O PEDIDO
Disponha em tabela Markdown somente o trecho da listagem abaixo que começa na linha que contém "Box each narrow" e termina na que contém "662;62;682;77", com as duas incluídas. Use as colunas Linha, com o número de ordem, e Texto, com a linha, e omita as linhas em branco.

DADOS FORNECIDOS
■ ■ ■ ■ ■

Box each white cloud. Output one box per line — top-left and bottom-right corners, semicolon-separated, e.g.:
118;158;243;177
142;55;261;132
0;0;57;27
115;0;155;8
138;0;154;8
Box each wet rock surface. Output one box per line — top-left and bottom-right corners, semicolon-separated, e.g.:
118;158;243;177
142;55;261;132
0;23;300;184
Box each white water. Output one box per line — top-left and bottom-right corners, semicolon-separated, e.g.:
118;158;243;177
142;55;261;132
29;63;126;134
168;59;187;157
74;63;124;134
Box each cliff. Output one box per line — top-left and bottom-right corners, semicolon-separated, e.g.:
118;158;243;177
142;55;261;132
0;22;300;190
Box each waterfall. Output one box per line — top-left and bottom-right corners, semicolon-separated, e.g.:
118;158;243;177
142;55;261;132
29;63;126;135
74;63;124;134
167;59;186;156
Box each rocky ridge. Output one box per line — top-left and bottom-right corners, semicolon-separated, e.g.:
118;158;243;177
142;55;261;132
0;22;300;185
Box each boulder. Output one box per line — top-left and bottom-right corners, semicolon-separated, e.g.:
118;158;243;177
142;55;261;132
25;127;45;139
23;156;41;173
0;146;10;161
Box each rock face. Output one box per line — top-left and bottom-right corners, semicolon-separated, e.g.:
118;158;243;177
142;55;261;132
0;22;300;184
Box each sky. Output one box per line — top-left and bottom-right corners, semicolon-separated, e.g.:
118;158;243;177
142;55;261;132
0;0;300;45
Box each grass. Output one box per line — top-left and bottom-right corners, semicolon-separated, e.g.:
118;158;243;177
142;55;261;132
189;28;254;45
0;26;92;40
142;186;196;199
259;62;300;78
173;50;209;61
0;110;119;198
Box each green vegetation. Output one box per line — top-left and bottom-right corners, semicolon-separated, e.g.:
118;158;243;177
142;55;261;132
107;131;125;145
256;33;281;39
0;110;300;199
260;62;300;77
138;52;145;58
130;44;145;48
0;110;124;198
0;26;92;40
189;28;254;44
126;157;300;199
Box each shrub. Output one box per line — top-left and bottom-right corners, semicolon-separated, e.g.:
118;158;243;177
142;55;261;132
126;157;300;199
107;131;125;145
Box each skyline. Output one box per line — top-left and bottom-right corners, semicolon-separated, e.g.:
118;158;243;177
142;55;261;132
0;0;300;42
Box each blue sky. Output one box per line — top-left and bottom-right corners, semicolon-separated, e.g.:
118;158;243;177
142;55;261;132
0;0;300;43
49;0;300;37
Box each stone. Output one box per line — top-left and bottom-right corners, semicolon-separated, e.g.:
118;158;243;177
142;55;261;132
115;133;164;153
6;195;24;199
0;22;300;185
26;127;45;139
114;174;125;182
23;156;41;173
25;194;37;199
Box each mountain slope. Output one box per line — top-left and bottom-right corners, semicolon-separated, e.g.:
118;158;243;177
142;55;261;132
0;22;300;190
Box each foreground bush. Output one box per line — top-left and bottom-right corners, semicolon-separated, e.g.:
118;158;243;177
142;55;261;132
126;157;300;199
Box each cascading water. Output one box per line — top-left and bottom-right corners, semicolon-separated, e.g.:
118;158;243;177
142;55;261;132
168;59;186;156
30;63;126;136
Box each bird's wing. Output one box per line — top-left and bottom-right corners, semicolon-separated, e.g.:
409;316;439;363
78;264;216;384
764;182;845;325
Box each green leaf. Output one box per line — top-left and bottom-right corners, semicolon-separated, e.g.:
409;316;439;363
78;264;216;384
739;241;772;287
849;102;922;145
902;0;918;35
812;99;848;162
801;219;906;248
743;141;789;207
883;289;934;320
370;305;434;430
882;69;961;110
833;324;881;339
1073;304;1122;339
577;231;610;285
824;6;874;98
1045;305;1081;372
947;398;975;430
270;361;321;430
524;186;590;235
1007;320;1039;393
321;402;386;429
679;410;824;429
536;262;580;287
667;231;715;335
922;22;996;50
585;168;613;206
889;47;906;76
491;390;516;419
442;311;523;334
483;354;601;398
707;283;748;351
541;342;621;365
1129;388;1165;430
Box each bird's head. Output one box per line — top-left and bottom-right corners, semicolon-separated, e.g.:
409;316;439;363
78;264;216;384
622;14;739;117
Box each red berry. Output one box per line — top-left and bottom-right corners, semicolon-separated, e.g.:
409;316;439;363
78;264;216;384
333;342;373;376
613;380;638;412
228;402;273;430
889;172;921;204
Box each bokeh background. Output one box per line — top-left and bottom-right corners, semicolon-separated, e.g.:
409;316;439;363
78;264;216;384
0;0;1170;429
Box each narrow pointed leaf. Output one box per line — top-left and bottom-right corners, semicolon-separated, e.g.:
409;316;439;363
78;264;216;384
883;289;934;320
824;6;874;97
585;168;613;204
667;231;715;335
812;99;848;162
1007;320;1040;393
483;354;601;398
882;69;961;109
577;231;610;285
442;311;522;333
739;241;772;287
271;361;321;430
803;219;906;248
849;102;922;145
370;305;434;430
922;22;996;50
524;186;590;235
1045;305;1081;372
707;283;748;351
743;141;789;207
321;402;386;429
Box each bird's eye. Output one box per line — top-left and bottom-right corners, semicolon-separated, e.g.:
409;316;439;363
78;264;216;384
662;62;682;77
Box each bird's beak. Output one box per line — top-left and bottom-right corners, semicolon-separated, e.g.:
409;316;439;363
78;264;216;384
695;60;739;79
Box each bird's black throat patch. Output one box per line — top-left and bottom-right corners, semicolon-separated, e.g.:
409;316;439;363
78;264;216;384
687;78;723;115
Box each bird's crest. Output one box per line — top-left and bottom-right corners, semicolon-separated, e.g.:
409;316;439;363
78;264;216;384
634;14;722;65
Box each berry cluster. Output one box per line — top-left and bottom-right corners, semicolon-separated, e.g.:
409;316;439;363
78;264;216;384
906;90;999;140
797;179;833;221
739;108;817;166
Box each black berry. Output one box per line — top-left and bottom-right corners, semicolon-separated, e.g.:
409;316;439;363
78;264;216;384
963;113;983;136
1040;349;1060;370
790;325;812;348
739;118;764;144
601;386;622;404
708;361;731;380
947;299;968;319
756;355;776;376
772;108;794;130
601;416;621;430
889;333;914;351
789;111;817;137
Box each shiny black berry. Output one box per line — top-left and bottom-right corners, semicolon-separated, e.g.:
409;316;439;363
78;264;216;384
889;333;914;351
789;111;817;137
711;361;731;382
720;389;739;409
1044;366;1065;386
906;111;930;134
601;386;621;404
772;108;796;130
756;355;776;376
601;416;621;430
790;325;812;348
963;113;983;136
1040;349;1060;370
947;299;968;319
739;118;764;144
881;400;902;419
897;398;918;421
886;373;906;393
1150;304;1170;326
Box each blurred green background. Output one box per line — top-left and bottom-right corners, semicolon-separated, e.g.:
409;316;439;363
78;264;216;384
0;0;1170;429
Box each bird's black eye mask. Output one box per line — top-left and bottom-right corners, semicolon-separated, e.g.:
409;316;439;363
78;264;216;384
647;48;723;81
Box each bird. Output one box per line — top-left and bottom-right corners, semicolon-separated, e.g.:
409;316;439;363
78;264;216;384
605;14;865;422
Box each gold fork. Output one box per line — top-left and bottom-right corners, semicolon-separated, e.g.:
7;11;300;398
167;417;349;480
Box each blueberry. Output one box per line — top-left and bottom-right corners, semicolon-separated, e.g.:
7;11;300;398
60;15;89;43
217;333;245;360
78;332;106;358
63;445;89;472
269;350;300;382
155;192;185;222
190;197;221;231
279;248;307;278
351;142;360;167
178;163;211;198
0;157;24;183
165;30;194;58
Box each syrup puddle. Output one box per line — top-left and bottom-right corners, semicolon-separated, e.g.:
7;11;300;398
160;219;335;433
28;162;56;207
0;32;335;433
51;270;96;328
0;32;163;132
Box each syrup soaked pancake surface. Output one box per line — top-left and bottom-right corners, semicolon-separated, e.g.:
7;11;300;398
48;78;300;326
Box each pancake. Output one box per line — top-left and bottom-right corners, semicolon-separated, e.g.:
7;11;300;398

■ ■ ■ ■ ■

SOLUÇÃO DO EXERCÍCIO
| Linha | Texto |
|---|---|
| 1 | Box each narrow pointed leaf. Output one box per line — top-left and bottom-right corners, semicolon-separated, e.g.: |
| 2 | 409;316;439;363 |
| 3 | 78;264;216;384 |
| 4 | 883;289;934;320 |
| 5 | 824;6;874;97 |
| 6 | 585;168;613;204 |
| 7 | 667;231;715;335 |
| 8 | 812;99;848;162 |
| 9 | 1007;320;1040;393 |
| 10 | 483;354;601;398 |
| 11 | 882;69;961;109 |
| 12 | 577;231;610;285 |
| 13 | 442;311;522;333 |
| 14 | 739;241;772;287 |
| 15 | 271;361;321;430 |
| 16 | 803;219;906;248 |
| 17 | 849;102;922;145 |
| 18 | 370;305;434;430 |
| 19 | 922;22;996;50 |
| 20 | 524;186;590;235 |
| 21 | 1045;305;1081;372 |
| 22 | 707;283;748;351 |
| 23 | 743;141;789;207 |
| 24 | 321;402;386;429 |
| 25 | Box each bird's eye. Output one box per line — top-left and bottom-right corners, semicolon-separated, e.g.: |
| 26 | 409;316;439;363 |
| 27 | 78;264;216;384 |
| 28 | 662;62;682;77 |